Document text ->
= = = = = = =

Lab 6 - Dataset Analysis

In this lab, you will describe an already existing scholarly dataset and discuss its contributions to a particular field and/or subfield(s).

Selecting Your Dataset

At the bottom of this page, I’ve listed some datasets you might use in completing this lab. You may also find your own dataset to use for this assignment, perhaps one that relates more directly to your research and/or teaching fields of interest. However, if you want to use a dataset you have found on your own to complete this lab, I recommend you run this choice by me before completing this assignment.

No matter what dataset you use for this assignment, you should select one you want to learn more about and that you are interested in spending some time with. It should also adhere to the below criteria:

It should be collected by someone else/an organization (i.e., not you), and it should be a “scholarly dataset.” This means, broadly, that it should be a dataset that was created for the purposes of or to support academic research and/or teaching. This also usually means that it will have been collected by scholars, graduate or undergraduate students, higher ed instructors, research librarians, archivists, research center directors, etc.

= = = = = = =

Given request -> Rewrite the stretch of the lab instructions from "No matter what" through "center directors, etc.", swapping in "project" wherever "assignment" appears.

= = = = = = =

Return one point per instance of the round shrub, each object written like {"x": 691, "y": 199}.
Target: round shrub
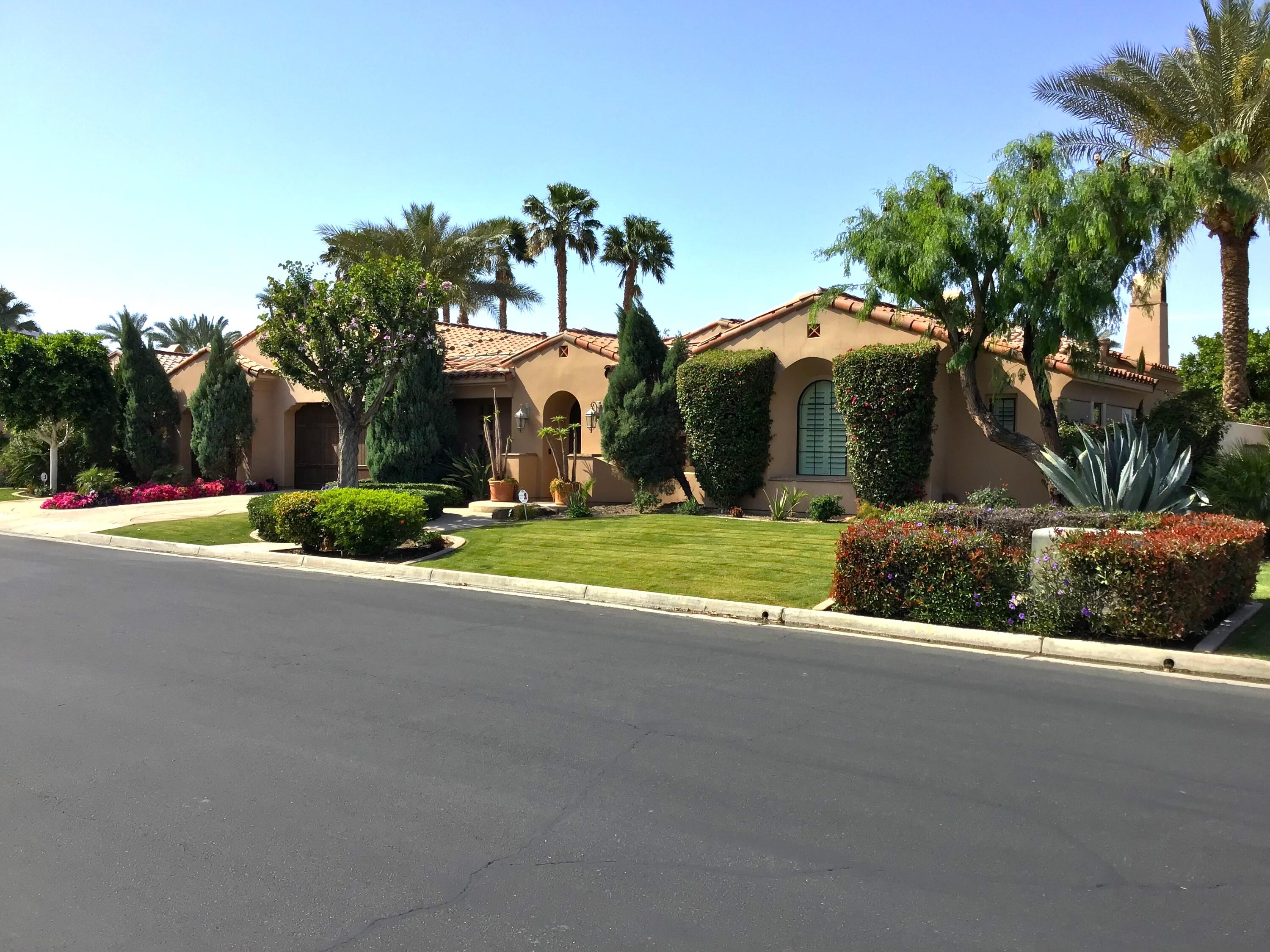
{"x": 886, "y": 394}
{"x": 265, "y": 520}
{"x": 296, "y": 520}
{"x": 826, "y": 508}
{"x": 726, "y": 399}
{"x": 367, "y": 522}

= = = = = = =

Written solution ->
No matter what dataset you use for this project, you should select one you want to learn more about and that you are interested in spending some time with. It should also adhere to the below criteria:

It should be collected by someone else/an organization (i.e., not you), and it should be a “scholarly dataset.” This means, broadly, that it should be a dataset that was created for the purposes of or to support academic research and/or teaching. This also usually means that it will have been collected by scholars, graduate or undergraduate students, higher ed instructors, research librarians, archivists, research center directors, etc.